== TASK STATEMENT ==
Would you give the records below again, exactly and completely?

[MATERIAL PROVIDED — start]

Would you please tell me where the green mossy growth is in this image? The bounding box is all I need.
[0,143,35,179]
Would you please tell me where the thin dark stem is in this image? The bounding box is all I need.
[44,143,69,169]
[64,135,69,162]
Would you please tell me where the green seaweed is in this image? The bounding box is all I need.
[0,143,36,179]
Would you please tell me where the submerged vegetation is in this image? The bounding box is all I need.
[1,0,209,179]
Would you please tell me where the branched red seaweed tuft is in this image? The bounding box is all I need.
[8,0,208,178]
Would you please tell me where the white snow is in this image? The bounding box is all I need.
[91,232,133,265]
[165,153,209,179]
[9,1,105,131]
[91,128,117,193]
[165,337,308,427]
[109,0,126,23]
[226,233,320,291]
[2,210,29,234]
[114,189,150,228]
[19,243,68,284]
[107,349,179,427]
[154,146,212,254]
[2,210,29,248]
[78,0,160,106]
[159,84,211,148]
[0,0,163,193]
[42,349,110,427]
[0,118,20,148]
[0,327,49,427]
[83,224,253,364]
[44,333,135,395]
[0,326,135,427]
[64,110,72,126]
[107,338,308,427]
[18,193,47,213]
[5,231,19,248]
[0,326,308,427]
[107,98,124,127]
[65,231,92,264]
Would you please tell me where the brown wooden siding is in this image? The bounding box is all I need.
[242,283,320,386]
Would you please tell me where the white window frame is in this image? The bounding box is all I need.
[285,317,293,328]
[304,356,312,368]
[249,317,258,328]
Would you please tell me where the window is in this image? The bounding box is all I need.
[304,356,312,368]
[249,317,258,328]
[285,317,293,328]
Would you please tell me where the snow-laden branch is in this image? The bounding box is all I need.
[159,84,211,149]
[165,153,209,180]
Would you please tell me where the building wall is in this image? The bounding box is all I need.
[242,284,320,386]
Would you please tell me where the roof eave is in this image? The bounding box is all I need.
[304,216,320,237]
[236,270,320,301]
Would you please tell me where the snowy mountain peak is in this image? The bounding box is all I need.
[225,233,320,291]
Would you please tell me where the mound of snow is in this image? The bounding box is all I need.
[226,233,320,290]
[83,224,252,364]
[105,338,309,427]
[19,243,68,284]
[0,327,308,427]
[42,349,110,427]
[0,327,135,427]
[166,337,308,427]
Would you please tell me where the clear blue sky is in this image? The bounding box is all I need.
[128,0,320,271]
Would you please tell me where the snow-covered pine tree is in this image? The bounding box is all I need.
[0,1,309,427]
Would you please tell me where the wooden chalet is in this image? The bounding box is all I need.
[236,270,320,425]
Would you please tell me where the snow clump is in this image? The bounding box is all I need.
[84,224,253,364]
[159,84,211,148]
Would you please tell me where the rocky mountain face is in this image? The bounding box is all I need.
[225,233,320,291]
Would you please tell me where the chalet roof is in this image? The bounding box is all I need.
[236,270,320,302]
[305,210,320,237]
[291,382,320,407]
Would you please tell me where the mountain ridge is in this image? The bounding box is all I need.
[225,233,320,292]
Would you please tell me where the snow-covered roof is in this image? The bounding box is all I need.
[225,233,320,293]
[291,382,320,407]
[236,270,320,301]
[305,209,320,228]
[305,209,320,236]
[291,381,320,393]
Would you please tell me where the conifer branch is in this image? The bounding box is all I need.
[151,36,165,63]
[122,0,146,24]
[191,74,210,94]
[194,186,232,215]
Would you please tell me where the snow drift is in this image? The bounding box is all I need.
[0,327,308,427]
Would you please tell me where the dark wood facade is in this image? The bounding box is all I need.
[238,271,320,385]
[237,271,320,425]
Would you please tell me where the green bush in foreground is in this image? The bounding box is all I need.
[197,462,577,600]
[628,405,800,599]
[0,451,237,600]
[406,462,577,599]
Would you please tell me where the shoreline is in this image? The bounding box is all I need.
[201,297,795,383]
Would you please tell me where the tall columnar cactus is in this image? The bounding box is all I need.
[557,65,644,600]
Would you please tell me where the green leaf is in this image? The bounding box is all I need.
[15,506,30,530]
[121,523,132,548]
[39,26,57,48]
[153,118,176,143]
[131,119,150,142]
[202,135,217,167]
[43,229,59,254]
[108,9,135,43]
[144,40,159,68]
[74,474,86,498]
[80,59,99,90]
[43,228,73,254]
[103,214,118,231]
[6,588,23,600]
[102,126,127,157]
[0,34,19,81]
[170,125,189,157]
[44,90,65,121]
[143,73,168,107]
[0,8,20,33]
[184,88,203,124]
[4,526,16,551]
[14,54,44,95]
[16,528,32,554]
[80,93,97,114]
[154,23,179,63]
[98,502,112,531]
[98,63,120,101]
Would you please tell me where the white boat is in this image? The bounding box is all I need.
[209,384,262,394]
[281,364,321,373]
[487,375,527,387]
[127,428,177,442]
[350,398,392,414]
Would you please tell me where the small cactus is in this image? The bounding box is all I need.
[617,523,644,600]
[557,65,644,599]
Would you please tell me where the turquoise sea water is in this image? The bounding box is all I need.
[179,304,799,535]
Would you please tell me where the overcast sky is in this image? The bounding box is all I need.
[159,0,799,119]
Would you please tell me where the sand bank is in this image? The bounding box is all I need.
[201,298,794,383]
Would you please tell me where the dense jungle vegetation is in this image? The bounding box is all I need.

[MATERIAL PROVIDED — finish]

== YOUR RESPONSE ==
Would you please tell me where the green mossy growth is in this image? The bounding box is all I need.
[0,143,35,179]
Would you please tell me where the thin dark stem is in this image? The bounding box is all I need.
[44,143,69,169]
[64,135,69,162]
Would you please tell me where the green seaweed is in this image? The bounding box is all I need.
[0,143,36,179]
Would you please tell me where the submerged vegetation is in this image? The bounding box is all I need.
[1,0,209,179]
Would you please tell me where the branched red seaweed tuft is in this image? The bounding box is all I need.
[8,0,208,178]
Would you please tell me where the white snow is in this image? The bounding box is all I need.
[91,232,133,265]
[165,153,209,179]
[9,1,105,131]
[91,128,117,193]
[165,337,308,427]
[109,0,126,23]
[226,233,320,291]
[2,210,29,234]
[114,189,150,228]
[19,243,68,284]
[107,349,179,427]
[154,146,212,254]
[2,210,29,248]
[78,0,160,106]
[159,84,211,148]
[0,0,163,193]
[42,349,110,427]
[0,118,20,148]
[0,327,49,427]
[83,224,253,364]
[44,333,135,395]
[0,326,135,427]
[64,110,72,126]
[107,338,308,427]
[18,193,47,213]
[5,231,19,248]
[0,326,308,427]
[107,98,124,127]
[65,231,92,264]
Would you please tell me where the brown wooden siding is in this image? The bounding box is all I need.
[242,283,320,386]
Would you please tell me where the white window frame is in this image? The bounding box is all I need.
[285,317,293,328]
[304,356,312,368]
[249,317,258,328]
Would you please tell me where the window is in this image? The bounding box is all I need.
[304,356,312,368]
[249,317,258,328]
[285,317,293,328]
Would you please tell me where the snow-laden branch is in this image? The bounding box is all I need.
[159,84,211,149]
[165,153,209,180]
Would you please tell me where the building wall is in this image? The bounding box is all I need.
[242,284,320,386]
Would you please tell me where the roof eave is in this image? The bounding box is all I need.
[304,216,320,237]
[236,270,320,301]
Would you please tell me where the snowy mountain peak is in this image? The bounding box is all I need.
[225,233,320,291]
Would you please tell me where the mound of snow is in this image? The bounding box is all I need.
[226,233,320,290]
[83,224,252,364]
[105,338,309,427]
[19,243,68,284]
[0,327,308,427]
[42,349,110,427]
[0,327,135,427]
[166,337,308,427]
Would you please tell me where the clear blue sky is in this image? The bounding box is all I need.
[128,0,320,271]
Would you please tell me where the snow-covered pine tree is in this image? The bounding box is all I need.
[0,1,309,427]
Would you please tell me where the wooden chalet is in this image? The bounding box is all I need.
[236,270,320,425]
Would you please tell me where the snow clump is in this image? The bounding box is all I need.
[84,224,253,364]
[159,84,211,148]
Would you please tell me where the rocky mountain face is in this image? The bounding box is all I need.
[225,233,320,291]
Would you please tell me where the chalet roof is in this image? The bounding box is all I need.
[236,270,320,302]
[305,210,320,237]
[291,382,320,407]
Would you please tell me where the mountain ridge is in this image? The bounding box is all I need.
[225,233,320,292]
Would you please tell me where the snow-covered roof is in this image? The bounding box is all I need.
[225,233,320,293]
[291,382,320,407]
[236,270,320,301]
[305,209,320,228]
[305,209,320,236]
[291,381,320,393]
Would you please tell me where the conifer branch is in this image? The bounding box is all I need.
[151,36,165,63]
[122,0,146,24]
[191,74,210,94]
[194,186,232,215]
Would you please tell me where the snow drift is in this image? The bounding box is all I need.
[0,327,308,427]
Would you please tell me where the dark wood facade is in this image? The bounding box is all I need.
[238,271,320,385]
[237,271,320,425]
Would you please tell me where the green bush in foreground is in this image? The bounding box is all I need.
[197,462,577,600]
[628,405,800,599]
[0,451,237,600]
[406,462,577,599]
Would you please tell me where the shoreline is in this image? The bounding box is all I need.
[201,297,795,383]
Would you please tell me where the tall columnar cactus is in this image? The bounding box is all I need.
[557,65,644,600]
Would you please tell me where the green leaf is in this image? The bounding box is all I need.
[15,506,30,530]
[121,523,132,548]
[39,26,57,48]
[153,118,176,143]
[131,119,150,142]
[202,135,217,167]
[43,229,59,254]
[108,9,135,43]
[144,40,159,68]
[74,474,86,498]
[80,59,99,90]
[43,228,73,254]
[103,214,118,231]
[6,588,23,600]
[102,126,127,157]
[0,34,19,81]
[170,125,189,157]
[44,90,65,121]
[143,73,168,107]
[0,8,20,33]
[184,88,203,124]
[4,526,16,551]
[14,54,44,95]
[16,528,32,554]
[80,93,97,114]
[154,23,179,63]
[98,502,112,531]
[98,63,120,101]
Would you please tell me where the white boat is in this image? The bounding box is all I need.
[209,384,262,394]
[281,364,321,373]
[487,375,527,387]
[127,428,177,442]
[350,398,392,414]
Would you please tell me where the small cactus is in this image? The bounding box is all I need.
[617,523,644,600]
[557,65,644,599]
Would you please tell me where the turquoise sea water is in this image? The bounding box is all I need.
[179,304,799,535]
Would you please tell me where the overcast sky is in this image? The bounding box is all I need.
[159,0,799,119]
Would you please tell me where the sand bank is in this image? The bounding box is all I need.
[201,298,794,383]
Would you please tell me where the dense jungle vegetation is in this image? The bounding box is all I need.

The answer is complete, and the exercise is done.